KERJAKAN TUGAS —
Tuliskan ulang bagian teks tentang suku Jawa di Simalungun, mulai dari "Suku Jawa hidup" dan berlanjut hingga "tempatan sangat minim.", dengan mengganti "cinta damai" menjadi "suka damai".

KUTIPAN TEKS —
SUKU JAWA
Orang Batak, orang Karo, orang Simalungun Atas, orang Pakpak, orang Angkola dan orang Mandailing tidak merasa terusik dengan keberadaan orang Jawa, sebab di daerah mereka penduduk lokal masih mayoritas.
Tapi coba tanah leluhur anda berada di Kabupaten Simalungun, di mana suku Jawa menempati posisi 46% dari total penduduk, suku Batak 31%, justru suku Simalungun yang tinggal di Kabupaten Simalungun hanya sekitar 17%.
Bahkan Wakil Bupati Simalungun saat ini adalah suku Jawa bernama Jonni Waldi. Tanah Simalungun satu-satunya daerah di luar tanah Melayu yang jadi sasaran masuknya kuli kontrak Jawa, karena tanah Simalungun yang paling subur dari semua tanah suku bermarga di Sumatera Utara. Tanah Simalungun dari segi topografi terbagi 2, Simalungun Atas dataran tinggi dan berhawa sejuk.
Suku Jawa di sini minoritas, sehingga suku Simalungun yang tinggal di Simalungun Atas merasa santuy. Lalu Simalungun Bawah dataran rendah di mana banyak berdiri perkebunan sawit dan karet.
Di kawasan ini area perkebunan lebih luas dibanding pemukiman penduduk. Suku Jawa anak turunan kuli kontrak sangat mudah ditemukan di area perkebunan dan jumlah mereka mayoritas melampaui suku Batak dan suku Simalungun.
Suku Jawa hidup eksklusif, mereka lebih senang bergaul dengan sesama mereka. Di Simalungun Bawah bertabur nama kampung berbahasa Jawa bahkan nama pemandian terkenal dekat Kota Pamatang Siantar bernama Karang Sari/Karang Anyer.
Kampung-kampung yang berbahasa asli Simalungun banyak yang mereka plesetkan seperti Gajing Kaheian diplesetkan jadi Bajing Kayan, Dolog Kahean diplesetkan jadi Dolok Ayan, Dolog Maranggir mereka plesetkan jadi Dolok Merangir, Bah Tobu jadi Bah Tebu, Sorbalawan jadi Serbelawan, dan banyak lagi yang lain.
Saya akui suku Jawa mmg tidak senang dengan keributan, mereka suku yang cinta damai. Tapi keunikan mereka rasa ingin tahu atau mempelajari budaya tempatan sangat minim.
Di Sumatera Utara sejak akhir abad 19 sudah masuk suku Jawa sebagai kuli kontrak di tanah Deli yang bekerja sebagai kuli perkebunan tembakau dan di Simalungun sebagai kuli perkebunan sawit. Meski mereka sudah lebih dari 100 tahun berdiam di Sumatera Utara tapi sangat jarang dari mereka yang paham bahasa tempatan seperti bahasa Batak, bahasa Simalungun, bahasa Karo, bahasa Mandailing, dan bahasa Melayu.

Entri penunjuk objek bernama:
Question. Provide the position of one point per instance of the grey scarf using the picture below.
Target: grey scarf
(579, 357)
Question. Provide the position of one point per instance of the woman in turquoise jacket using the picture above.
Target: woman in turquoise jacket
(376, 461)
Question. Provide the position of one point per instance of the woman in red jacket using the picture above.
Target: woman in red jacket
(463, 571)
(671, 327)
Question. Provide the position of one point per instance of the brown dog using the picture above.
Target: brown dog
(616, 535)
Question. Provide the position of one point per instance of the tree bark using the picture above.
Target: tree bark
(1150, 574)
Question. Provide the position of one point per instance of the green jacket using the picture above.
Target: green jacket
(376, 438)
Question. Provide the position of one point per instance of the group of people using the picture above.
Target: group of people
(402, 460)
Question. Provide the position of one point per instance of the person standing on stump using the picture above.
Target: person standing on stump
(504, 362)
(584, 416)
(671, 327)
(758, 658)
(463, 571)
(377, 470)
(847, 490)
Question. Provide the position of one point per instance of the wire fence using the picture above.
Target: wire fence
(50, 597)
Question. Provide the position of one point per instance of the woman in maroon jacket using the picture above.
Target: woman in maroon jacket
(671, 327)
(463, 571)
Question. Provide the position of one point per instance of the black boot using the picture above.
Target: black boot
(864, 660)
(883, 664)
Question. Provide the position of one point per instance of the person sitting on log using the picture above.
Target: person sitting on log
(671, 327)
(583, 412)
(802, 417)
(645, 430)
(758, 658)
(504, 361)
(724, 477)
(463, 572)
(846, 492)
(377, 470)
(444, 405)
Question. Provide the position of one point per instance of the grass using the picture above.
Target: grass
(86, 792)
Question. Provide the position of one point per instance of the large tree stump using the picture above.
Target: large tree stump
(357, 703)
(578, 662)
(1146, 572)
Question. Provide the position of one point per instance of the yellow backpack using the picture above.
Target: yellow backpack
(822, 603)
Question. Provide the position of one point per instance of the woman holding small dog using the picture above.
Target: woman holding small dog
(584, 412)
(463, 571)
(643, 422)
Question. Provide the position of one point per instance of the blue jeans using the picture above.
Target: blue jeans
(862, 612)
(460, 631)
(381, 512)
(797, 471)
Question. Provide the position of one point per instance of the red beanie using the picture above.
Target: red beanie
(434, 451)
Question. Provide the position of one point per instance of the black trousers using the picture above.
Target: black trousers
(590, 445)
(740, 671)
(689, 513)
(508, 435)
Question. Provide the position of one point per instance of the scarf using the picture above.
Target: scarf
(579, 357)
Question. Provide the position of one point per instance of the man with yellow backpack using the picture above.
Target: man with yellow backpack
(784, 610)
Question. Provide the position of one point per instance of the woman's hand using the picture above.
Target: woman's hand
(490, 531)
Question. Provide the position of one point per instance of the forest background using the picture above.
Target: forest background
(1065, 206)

JAWABAN TUGAS —
Suku Jawa hidup eksklusif, mereka lebih senang bergaul dengan sesama mereka. Di Simalungun Bawah bertabur nama kampung berbahasa Jawa bahkan nama pemandian terkenal dekat Kota Pamatang Siantar bernama Karang Sari/Karang Anyer.
Kampung-kampung yang berbahasa asli Simalungun banyak yang mereka plesetkan seperti Gajing Kaheian diplesetkan jadi Bajing Kayan, Dolog Kahean diplesetkan jadi Dolok Ayan, Dolog Maranggir mereka plesetkan jadi Dolok Merangir, Bah Tobu jadi Bah Tebu, Sorbalawan jadi Serbelawan, dan banyak lagi yang lain.
Saya akui suku Jawa mmg tidak senang dengan keributan, mereka suku yang suka damai. Tapi keunikan mereka rasa ingin tahu atau mempelajari budaya tempatan sangat minim.